### Breve esercizio
Riscrivi parola per parola il pezzo dell'estratto sulla letteratura e i sentimenti che comincia con le parole "È un grave errore" e finisce con "della realtà umana.".

### Estratto
======

È un grave errore credere che la grande letteratura si nutra necessariamente di buoni e nobili sentimenti. Esatta prova del contrario ne sono decine di ottimi autori che hanno trovato nel risentimento, nell’odio, nel rancore, nell’irrisione, nell’umore tetro ecc. le loro muse ispiratrici. Anzi la letteratura dei buoni e dei nobili sentimenti è quella che rischia più di ogni altra di partorire opere (come avrebbe detto il vecchio Croce) di oratoria piuttosto che di poesia. Io direi – ponendomi dalla parte del lettore – ancora di peggio: rischia di produrre opere che alimentano soprattutto l’ipocrisia di fruitori benpensanti (siano essi religiosi o laici, bigotti o radical chic) e che non giovano più che tanto ad illuminare il sottosuolo torbido della realtà umana.

======

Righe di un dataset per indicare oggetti
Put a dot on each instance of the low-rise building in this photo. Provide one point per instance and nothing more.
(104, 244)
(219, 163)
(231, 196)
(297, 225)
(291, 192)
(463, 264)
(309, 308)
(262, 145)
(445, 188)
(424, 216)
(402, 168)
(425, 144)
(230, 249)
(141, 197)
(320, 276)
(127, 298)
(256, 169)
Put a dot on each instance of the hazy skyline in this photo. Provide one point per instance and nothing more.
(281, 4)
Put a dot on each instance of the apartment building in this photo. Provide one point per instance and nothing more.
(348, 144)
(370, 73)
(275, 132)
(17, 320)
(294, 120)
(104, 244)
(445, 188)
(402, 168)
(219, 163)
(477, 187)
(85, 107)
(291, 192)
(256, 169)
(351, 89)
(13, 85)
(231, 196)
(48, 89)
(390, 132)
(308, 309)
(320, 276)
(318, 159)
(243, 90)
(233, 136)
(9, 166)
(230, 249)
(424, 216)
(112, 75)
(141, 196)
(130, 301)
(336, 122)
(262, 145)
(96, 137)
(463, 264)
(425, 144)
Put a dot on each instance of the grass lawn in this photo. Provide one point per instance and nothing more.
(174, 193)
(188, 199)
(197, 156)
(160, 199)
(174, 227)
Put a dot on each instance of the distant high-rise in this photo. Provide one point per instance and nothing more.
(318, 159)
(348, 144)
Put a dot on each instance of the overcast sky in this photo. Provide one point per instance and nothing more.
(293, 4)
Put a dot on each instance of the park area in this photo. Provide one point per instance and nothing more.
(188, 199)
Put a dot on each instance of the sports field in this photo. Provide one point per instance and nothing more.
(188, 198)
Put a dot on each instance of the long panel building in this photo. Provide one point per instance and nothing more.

======

### Soluzione dell'esercizio
È un grave errore credere che la grande letteratura si nutra necessariamente di buoni e nobili sentimenti. Esatta prova del contrario ne sono decine di ottimi autori che hanno trovato nel risentimento, nell’odio, nel rancore, nell’irrisione, nell’umore tetro ecc. le loro muse ispiratrici. Anzi la letteratura dei buoni e dei nobili sentimenti è quella che rischia più di ogni altra di partorire opere (come avrebbe detto il vecchio Croce) di oratoria piuttosto che di poesia. Io direi – ponendomi dalla parte del lettore – ancora di peggio: rischia di produrre opere che alimentano soprattutto l’ipocrisia di fruitori benpensanti (siano essi religiosi o laici, bigotti o radical chic) e che non giovano più che tanto ad illuminare il sottosuolo torbido della realtà umana.